──────── Excerpt provided ────────

Unit testing an ElastAlert rule using elastalert-ci

This post refers to an early version of elastalert-ci, and technical implementation details mentioned below may not apply. Please read the README on the project repository for accurate information on how to use elastalert-ci within your project.

When I wrote my original post on unit testing for ElastAlert earlier this year, I cunningly didn’t go into very much detail on how a user should create the data required for the unit test to run against. This was largely because I hadn’t worked out the exact workflow I would use myself. Elasticsearch is relatively particular about how it wants data to be uploaded to it, with widespread usage of the .ndjson (newline-delimited JSON) format and the requirement that certain metadata fields are present. This means that it’s not as straightforward as downloading the data you want and being able to directly re-upload it to Elasticsearch. I made the call that for the first version, I would leave it up to anyone who cared enough to manipulate the data into the required format before using it.

──────── Data shown ────────

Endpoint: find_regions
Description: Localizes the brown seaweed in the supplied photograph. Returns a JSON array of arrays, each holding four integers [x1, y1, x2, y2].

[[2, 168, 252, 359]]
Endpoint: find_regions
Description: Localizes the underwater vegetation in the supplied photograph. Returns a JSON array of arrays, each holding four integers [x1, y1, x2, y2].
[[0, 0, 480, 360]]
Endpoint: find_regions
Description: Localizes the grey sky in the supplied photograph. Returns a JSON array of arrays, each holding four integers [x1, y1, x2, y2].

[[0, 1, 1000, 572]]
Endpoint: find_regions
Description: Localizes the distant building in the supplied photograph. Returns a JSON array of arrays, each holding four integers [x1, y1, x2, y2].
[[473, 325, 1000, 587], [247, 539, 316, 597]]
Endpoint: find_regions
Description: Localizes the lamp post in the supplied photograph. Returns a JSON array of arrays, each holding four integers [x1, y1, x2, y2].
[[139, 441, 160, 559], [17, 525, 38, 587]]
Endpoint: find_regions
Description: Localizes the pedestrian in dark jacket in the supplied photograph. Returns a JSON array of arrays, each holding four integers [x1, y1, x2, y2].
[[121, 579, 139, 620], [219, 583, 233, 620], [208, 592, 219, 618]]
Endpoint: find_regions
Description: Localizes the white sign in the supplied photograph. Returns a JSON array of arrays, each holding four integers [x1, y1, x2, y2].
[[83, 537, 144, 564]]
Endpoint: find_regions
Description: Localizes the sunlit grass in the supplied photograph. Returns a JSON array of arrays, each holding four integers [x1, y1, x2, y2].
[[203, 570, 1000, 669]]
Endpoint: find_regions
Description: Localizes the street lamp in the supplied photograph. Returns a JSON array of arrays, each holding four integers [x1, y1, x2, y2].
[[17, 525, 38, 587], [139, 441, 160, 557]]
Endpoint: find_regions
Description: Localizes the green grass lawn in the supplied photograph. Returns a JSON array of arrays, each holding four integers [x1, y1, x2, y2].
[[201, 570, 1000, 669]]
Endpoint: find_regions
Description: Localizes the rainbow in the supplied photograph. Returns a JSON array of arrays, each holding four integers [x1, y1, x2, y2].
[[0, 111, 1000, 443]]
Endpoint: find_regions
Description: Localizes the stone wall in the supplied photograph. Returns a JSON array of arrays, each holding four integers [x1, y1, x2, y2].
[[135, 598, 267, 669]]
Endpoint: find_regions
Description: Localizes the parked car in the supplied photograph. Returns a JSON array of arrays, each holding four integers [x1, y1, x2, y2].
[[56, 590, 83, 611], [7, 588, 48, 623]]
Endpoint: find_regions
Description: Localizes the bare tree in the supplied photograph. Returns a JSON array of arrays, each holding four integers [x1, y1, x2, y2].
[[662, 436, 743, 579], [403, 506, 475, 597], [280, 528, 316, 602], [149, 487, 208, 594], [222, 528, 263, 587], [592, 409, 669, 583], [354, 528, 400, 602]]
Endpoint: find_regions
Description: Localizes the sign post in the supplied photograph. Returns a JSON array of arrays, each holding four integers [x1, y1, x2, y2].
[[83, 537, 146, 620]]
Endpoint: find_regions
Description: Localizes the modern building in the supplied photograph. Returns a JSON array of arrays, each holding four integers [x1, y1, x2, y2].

────────

● Task requirements: Please continue the post about unit testing ElastAlert rules, picking up right after its final sentence.

● Written answer:
I found some time this week to sit down and test the process of developing a new unit-tested rule from sample data, which is fairly fundamental documentation for the package. I have also created a small helper script to download the data required from Elasticsearch in a format that the unit testing framework will be able to use automatically without further human intervention. Between the two, you should be able to go from an ElastAlert rule rule to a unit-tested ElastAlert rule in less than an hour.

To illustrate the process of writing a rule, I’m going to use sample data that comes with Kibana. To follow along, you will therefore need to install Elasticsearch and Kibana. I used the ECK quickstart on Minikube, but any Elasticsearch + Kibana setup will do. You will also need some familiarity with querying Elasticsearch via the Search API.

On the Kibana homepage, click on ‘Load a data set and a Kibana dashboard’, and on the following page, on the card titled ‘Sample web logs’, click ‘Add data’. Kibana should set up the data for you, and display a success message when it is done.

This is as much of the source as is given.